Schreibst du aus den folgenden Daten alles von der Zeile mit „target: gold helmet stripe“ bis hinunter zur Zeile mit „93 227 L 76“ unverändert ab, beide Zeilen eingeschlossen?
• • • • •
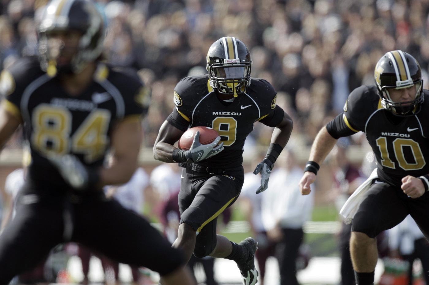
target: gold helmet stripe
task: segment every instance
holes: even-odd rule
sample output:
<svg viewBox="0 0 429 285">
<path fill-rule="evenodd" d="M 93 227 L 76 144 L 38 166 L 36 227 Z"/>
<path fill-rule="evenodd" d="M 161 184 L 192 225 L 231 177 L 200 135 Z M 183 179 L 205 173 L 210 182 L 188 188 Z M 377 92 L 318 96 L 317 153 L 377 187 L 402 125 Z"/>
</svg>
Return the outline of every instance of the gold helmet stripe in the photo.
• • • • •
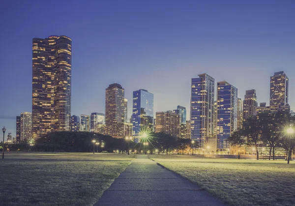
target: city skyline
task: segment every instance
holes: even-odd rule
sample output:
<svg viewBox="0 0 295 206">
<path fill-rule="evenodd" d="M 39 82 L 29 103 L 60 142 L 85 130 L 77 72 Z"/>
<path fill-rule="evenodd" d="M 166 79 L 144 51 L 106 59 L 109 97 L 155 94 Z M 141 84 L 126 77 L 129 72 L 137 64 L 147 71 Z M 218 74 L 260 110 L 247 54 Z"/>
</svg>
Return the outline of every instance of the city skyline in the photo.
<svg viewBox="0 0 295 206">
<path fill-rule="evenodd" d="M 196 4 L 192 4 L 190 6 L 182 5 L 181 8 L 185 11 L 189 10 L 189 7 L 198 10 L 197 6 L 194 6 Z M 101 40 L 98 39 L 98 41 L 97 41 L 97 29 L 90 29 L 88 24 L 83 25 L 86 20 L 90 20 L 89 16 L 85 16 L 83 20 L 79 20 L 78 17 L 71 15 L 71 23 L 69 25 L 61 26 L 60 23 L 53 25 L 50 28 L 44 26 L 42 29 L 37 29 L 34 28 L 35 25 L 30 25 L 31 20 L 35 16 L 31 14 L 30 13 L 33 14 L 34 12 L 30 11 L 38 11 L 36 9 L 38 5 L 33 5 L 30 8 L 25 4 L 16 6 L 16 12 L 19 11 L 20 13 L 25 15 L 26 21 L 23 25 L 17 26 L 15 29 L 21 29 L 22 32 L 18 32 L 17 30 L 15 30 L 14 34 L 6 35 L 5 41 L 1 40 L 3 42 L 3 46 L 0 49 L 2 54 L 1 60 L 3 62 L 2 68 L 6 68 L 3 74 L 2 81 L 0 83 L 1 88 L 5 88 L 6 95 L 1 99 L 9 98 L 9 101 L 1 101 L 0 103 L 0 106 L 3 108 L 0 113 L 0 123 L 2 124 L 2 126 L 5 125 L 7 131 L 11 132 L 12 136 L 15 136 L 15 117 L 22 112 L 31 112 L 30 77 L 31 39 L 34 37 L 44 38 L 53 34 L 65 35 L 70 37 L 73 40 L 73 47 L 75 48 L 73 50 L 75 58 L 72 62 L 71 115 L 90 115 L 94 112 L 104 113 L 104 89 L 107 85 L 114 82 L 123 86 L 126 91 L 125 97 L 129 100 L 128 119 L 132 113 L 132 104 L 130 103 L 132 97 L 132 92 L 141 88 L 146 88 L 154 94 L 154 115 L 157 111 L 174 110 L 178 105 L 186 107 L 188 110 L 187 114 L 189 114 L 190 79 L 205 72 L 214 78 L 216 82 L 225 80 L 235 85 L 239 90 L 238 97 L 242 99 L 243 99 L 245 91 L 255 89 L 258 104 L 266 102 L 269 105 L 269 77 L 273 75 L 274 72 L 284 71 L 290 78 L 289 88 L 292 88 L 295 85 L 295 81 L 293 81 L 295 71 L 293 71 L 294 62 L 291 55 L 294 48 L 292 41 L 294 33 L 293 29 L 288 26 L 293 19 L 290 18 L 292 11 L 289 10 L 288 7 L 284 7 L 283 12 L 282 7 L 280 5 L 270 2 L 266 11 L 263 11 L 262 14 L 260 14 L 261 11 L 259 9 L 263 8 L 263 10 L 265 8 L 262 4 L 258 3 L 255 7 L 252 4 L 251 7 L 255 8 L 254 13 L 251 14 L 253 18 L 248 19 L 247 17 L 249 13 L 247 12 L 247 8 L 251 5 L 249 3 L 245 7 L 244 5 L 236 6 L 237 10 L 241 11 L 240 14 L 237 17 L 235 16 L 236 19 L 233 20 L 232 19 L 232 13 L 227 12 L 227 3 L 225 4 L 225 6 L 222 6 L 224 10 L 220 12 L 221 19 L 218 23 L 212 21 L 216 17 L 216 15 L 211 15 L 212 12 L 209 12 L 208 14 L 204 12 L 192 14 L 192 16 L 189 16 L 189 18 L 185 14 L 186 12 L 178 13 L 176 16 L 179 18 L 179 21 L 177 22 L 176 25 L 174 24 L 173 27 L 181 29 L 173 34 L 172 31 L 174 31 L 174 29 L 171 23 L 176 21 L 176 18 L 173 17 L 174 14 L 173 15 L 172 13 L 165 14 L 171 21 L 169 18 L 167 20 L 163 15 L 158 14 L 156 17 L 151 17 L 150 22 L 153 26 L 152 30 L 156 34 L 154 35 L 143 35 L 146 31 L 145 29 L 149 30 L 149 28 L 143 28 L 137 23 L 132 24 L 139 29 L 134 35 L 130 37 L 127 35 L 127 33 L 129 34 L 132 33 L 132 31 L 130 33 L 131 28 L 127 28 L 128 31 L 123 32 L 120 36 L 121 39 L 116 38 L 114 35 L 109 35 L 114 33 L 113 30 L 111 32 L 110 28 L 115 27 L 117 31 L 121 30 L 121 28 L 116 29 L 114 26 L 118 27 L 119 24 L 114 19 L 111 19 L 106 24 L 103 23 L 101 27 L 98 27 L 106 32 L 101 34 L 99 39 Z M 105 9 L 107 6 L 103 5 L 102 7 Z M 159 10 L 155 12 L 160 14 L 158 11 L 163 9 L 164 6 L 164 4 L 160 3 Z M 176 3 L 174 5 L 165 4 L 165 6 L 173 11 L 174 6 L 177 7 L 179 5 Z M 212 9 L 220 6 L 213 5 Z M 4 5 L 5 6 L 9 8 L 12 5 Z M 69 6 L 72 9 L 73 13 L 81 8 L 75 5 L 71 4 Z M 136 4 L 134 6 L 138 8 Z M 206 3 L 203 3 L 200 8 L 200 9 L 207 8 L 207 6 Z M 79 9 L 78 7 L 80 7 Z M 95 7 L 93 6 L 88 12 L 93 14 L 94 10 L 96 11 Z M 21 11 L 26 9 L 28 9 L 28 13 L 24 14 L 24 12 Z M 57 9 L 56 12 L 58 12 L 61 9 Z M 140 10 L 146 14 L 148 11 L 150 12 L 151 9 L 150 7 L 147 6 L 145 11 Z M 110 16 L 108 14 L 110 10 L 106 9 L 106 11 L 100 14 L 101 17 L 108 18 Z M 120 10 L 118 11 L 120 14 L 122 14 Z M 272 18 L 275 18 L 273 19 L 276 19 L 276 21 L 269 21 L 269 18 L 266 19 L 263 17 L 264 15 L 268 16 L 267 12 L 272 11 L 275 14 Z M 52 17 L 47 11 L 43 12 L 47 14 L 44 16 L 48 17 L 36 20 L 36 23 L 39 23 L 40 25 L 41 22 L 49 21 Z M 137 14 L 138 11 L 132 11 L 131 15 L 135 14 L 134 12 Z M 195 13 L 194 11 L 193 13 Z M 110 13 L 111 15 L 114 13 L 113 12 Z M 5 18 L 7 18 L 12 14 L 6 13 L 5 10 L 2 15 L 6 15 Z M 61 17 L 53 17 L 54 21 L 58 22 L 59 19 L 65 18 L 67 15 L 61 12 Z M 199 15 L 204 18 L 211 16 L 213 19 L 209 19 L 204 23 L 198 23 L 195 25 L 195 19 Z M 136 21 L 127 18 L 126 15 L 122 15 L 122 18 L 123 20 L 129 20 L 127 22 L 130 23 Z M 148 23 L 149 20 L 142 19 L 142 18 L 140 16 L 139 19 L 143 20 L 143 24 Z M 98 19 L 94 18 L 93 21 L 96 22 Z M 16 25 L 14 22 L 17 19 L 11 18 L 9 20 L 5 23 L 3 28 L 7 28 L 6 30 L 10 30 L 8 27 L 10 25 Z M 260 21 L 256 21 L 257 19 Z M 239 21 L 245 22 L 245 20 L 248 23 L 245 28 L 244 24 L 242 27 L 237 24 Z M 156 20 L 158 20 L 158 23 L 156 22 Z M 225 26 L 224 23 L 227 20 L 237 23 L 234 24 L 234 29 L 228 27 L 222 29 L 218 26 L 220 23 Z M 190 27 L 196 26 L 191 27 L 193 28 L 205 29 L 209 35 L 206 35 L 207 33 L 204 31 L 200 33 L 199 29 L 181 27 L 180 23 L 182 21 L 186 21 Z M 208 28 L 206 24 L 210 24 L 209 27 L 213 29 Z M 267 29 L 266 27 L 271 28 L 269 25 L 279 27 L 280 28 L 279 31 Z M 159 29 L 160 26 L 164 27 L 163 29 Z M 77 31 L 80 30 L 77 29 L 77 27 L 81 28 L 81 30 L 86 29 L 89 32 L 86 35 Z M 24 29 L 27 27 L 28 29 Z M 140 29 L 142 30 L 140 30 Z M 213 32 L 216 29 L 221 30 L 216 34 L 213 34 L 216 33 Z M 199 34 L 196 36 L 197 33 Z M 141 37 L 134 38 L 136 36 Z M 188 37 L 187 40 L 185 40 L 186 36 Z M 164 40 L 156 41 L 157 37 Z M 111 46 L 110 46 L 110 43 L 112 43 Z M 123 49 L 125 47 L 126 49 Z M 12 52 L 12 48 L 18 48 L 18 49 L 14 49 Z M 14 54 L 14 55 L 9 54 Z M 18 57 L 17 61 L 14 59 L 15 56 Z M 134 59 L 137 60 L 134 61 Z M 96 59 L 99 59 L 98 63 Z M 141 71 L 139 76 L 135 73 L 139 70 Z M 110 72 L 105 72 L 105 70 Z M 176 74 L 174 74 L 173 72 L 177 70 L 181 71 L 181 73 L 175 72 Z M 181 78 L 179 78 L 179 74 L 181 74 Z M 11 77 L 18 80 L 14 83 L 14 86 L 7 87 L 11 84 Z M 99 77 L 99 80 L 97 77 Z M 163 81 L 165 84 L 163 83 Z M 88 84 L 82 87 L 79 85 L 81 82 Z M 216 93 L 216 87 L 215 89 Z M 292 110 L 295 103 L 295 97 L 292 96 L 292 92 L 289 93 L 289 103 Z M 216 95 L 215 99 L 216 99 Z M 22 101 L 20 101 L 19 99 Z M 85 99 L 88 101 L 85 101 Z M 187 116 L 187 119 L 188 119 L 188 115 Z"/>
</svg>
• • • • •
▶ [Ergebnis der Aufgabe]:
target: gold helmet stripe
task: segment every instance
holes: even-odd rule
sample output:
<svg viewBox="0 0 429 285">
<path fill-rule="evenodd" d="M 93 227 L 76 144 L 38 166 L 36 227 Z"/>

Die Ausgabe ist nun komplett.